*WHAT THE TASK ASKS*: Pull every line containing "blue" out of the material below.

*INFORMATION GIVEN*:
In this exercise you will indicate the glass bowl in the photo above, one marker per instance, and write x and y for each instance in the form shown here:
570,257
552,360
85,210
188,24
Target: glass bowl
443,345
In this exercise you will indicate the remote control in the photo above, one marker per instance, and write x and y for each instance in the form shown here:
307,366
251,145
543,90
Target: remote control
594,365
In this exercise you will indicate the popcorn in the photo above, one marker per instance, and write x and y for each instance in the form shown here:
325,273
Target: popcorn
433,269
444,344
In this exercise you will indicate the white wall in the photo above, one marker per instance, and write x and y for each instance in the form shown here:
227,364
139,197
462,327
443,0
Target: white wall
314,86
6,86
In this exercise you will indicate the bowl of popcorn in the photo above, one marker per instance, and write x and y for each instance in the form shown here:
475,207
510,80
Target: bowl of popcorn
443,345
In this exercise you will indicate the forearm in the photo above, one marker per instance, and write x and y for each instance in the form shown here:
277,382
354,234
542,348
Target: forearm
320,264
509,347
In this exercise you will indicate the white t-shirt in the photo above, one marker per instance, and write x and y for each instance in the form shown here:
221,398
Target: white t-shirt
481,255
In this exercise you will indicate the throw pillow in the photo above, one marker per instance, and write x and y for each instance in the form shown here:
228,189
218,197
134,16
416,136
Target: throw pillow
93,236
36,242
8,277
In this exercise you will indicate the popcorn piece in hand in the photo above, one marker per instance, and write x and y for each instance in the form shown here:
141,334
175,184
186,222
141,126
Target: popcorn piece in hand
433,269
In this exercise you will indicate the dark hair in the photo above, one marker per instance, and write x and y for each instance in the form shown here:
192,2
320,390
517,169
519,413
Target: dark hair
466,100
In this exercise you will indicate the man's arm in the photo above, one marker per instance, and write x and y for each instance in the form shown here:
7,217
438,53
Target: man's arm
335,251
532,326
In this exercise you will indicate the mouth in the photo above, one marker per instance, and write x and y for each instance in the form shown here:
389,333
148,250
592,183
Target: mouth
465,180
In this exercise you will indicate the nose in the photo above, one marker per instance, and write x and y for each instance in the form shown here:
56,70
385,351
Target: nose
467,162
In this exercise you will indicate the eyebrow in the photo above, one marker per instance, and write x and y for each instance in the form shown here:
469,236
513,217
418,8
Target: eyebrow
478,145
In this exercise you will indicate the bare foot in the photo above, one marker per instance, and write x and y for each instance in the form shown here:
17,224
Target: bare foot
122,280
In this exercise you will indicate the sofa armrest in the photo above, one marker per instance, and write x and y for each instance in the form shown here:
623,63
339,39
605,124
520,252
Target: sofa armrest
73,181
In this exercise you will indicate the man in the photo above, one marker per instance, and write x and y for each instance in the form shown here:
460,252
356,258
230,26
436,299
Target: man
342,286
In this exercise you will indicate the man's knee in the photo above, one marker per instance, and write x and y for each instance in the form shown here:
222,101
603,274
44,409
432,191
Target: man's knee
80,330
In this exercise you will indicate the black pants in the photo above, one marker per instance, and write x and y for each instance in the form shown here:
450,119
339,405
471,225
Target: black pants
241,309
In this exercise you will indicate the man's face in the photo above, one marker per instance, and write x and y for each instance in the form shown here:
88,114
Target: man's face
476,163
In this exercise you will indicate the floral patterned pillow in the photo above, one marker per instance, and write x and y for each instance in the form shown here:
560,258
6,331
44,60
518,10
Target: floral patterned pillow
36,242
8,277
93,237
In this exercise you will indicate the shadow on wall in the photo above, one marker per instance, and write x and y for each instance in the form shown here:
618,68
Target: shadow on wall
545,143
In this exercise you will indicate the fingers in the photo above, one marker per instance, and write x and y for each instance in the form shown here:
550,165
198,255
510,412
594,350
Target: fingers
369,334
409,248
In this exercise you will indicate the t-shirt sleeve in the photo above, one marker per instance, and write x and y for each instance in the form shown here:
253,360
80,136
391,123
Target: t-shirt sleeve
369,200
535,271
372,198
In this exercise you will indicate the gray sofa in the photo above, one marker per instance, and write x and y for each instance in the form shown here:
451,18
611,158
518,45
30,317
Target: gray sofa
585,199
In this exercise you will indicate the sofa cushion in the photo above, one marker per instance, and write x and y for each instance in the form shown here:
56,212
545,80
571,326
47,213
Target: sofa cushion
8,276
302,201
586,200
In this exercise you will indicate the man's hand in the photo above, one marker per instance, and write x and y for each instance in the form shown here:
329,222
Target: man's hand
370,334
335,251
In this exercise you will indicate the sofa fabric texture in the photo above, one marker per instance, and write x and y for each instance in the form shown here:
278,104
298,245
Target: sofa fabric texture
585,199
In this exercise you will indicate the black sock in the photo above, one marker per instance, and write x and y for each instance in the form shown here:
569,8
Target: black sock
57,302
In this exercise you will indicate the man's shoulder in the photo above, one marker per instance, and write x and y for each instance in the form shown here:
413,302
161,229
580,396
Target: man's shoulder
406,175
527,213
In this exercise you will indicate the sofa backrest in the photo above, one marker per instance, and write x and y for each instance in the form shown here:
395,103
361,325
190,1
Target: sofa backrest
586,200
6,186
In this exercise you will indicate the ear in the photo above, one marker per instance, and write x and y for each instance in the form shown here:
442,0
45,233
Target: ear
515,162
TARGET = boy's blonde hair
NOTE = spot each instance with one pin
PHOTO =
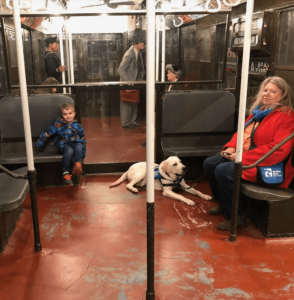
(66, 106)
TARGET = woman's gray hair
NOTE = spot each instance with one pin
(286, 100)
(174, 69)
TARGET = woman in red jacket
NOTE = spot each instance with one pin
(271, 120)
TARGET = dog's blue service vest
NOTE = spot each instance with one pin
(157, 174)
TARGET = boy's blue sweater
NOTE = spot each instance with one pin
(64, 133)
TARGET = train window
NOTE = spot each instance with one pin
(285, 55)
(205, 44)
(193, 44)
(184, 40)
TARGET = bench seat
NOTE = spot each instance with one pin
(48, 155)
(12, 195)
(13, 191)
(188, 146)
(43, 110)
(196, 123)
(271, 210)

*ANSWER TO THE PROBLEM*:
TARGET = dog's blue service vest
TARGET = boy's blue sweater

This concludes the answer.